— Text shown —
The meatballs from Subway LOVE to roll around and get everywhere, and at Subway, if the sandwich isn't neat looking enough the customers and management get ticked at you. So making a flatbread sub usually involves several glove changes from having to readjust the meatballs, plus it's hard as HECK to get the cheese to sit right on it. If you ask for it toasted, you are pretty much the devil because we have to get it on to a pan and slide it into the toaster. If you don't pick up the sub with the UTMOST care and ever so gingerly slide it into the oven, you will have meatball sauce everywhere and/or 2/3 meatballs on the floor. All the while having to move as quickly as you can because there is a line of people behind the person you are making this monstrosity for."
"I worked at Papa John's a while back. I would highly advise against the following:
Spinach Alfredo sauce. It's not popular, is kept in an open container in the fridge where it absorbs many other hideous odors, and reeks to high heaven.
Any of the local toppings. They're not popular, so odds are, they're less fresh.

— Task requirements —
a: Answer these questions about the text on working at Subway and Papa John's:
(i) What does the Subway worker say is hard to get to sit right on a meatball flatbread sub?
(ii) Where is the Spinach Alfredo sauce kept at Papa John's?
(iii) Why are the local toppings likely to be less fresh?
b: Resume the text on working at Subway and Papa John's from where it stops, keeping the same voice.
The data after this note is not needed.

— Supplied material —

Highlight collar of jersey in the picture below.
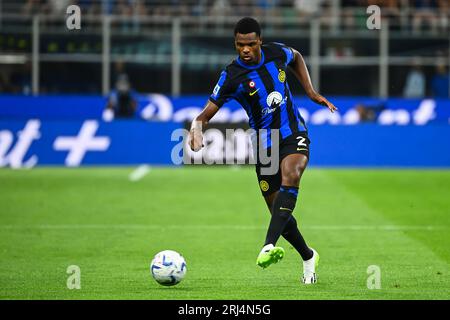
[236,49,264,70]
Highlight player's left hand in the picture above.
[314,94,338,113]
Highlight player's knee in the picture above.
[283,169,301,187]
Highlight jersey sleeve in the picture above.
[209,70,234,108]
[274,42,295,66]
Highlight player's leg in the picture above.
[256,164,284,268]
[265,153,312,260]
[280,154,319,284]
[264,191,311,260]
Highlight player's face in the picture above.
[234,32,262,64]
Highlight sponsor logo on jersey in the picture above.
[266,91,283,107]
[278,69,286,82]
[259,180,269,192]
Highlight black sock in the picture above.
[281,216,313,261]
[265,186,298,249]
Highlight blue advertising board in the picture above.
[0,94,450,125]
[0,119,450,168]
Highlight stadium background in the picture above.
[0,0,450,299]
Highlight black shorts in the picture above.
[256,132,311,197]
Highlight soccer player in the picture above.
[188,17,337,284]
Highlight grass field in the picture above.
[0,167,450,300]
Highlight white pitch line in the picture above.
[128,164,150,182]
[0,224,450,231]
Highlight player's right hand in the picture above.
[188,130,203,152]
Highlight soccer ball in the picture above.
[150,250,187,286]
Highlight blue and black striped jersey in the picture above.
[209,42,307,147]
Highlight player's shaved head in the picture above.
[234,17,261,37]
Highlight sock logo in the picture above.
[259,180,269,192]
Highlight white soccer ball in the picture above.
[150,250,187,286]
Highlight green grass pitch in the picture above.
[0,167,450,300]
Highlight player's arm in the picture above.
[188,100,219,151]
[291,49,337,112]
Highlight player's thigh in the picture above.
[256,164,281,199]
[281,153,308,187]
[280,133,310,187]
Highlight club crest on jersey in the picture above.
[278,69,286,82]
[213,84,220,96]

— Final answers —
a:
(i) The cheese.
(ii) In an open container in the fridge.
(iii) They're not popular.

b:
Special garlic sauce. It's a tub of trans-fat, this goes without saying.
There was this spicy ham that only went on one particular type of Specialty pizza. Because of this, it was almost never used. I recall pulling it out and finding that it was swimming in the juices of its own rot. This should never happen, but poorly managed restaurants the world over operate like this.
Order popular fare, or better yet, don't order at all. Corporate chain restaurants are just awful, and the sooner you can give them up, the better your life will be."
"As a prep and grill person, I would say avoid the chicken. A lot of cooks tend to undercook it, so you get some raw pieces. I also suspect it's where a lot of the outbreaks from years past originated.
Also, never ever ever order the Tacos. You get less than half the regular portions. Instead, order a bowl with whatever you want in it, then ask for the taco shells, hard or soft, on the side.
When I was there, the shells were free to get on the side. I'm sure they still are, but I'm not 100% sure."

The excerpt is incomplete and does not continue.